-- Start of Source document --

Healthfirst Inc

6 Things You Should Know About Auditors from Healthfirst’s Director of Internal Controls, Donna Marie Paul

blog post header with quote from Donna Marie Paul, Director of Internal Audit at Healthfirst

When Donna Marie Paul was in elementary school, she had a clear vision for her future.

“I knew I’d be the woman with her heels and her briefcase going into the office, dealing with numbers,” she said.

While she no longer goes into the office every day, her young self wasn’t far off.

After building a long career in auditing that sent Donna Marie around the world, including several years managing a team in China, she came back to Brooklyn, where she grew up, and took a role supporting the evolving and developing not-for-profit healthcare company Healthfirst’s controls function. Now, as Director of Internal Controls, she partners with various business units around the company to help them achieve their goals.

“There’s sometimes a negative connotation when people think of auditors because they think, ‘They’re here to get me.’ But our role is to help manage, oversee, and monitor everything that we do as a company,” says Donna Marie. “It’s about understanding the business, then finding the best ways to drive process improvement and actually bring something back to the table. It’s not just, ‘Hey, you did this wrong.’”

We sat down with Donna Marie to unpack more about what life in audit is like — and how her curiosity about people and the world has influenced her life and work.

Pursuing Challenges

That vision Donna Marie had as a kid included a Wall Street office. “I was always very good at math and calculations, and I knew I wanted to deal with numbers,” she says. She pursued that interest through high school, college, and into her first internships.

-- End of Source document --
-- Start of Material shown --

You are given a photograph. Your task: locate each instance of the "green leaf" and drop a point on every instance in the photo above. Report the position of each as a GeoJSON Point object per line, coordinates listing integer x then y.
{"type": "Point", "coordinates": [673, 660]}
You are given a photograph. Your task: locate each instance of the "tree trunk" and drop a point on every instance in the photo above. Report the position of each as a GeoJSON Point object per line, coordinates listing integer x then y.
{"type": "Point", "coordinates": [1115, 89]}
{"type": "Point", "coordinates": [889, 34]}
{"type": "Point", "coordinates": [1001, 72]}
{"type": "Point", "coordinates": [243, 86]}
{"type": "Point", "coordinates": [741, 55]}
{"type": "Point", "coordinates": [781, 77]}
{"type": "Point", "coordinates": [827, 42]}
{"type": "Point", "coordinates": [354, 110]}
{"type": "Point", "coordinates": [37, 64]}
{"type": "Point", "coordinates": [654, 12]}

-- End of Material shown --

* **Work instructions**:
A. List every geographic place the blog post about Donna Marie Paul names.
B. Reproduce the blog post about Donna Marie Paul word for word from "That vision Donna" to "her first internships.".
The listing is separate material from the blog post about Donna Marie Paul.

* **Worked answers**:
A.
China
Brooklyn
Wall Street

B.
That vision Donna Marie had as a kid included a Wall Street office. “I was always very good at math and calculations, and I knew I wanted to deal with numbers,” she says. She pursued that interest through high school, college, and into her first internships.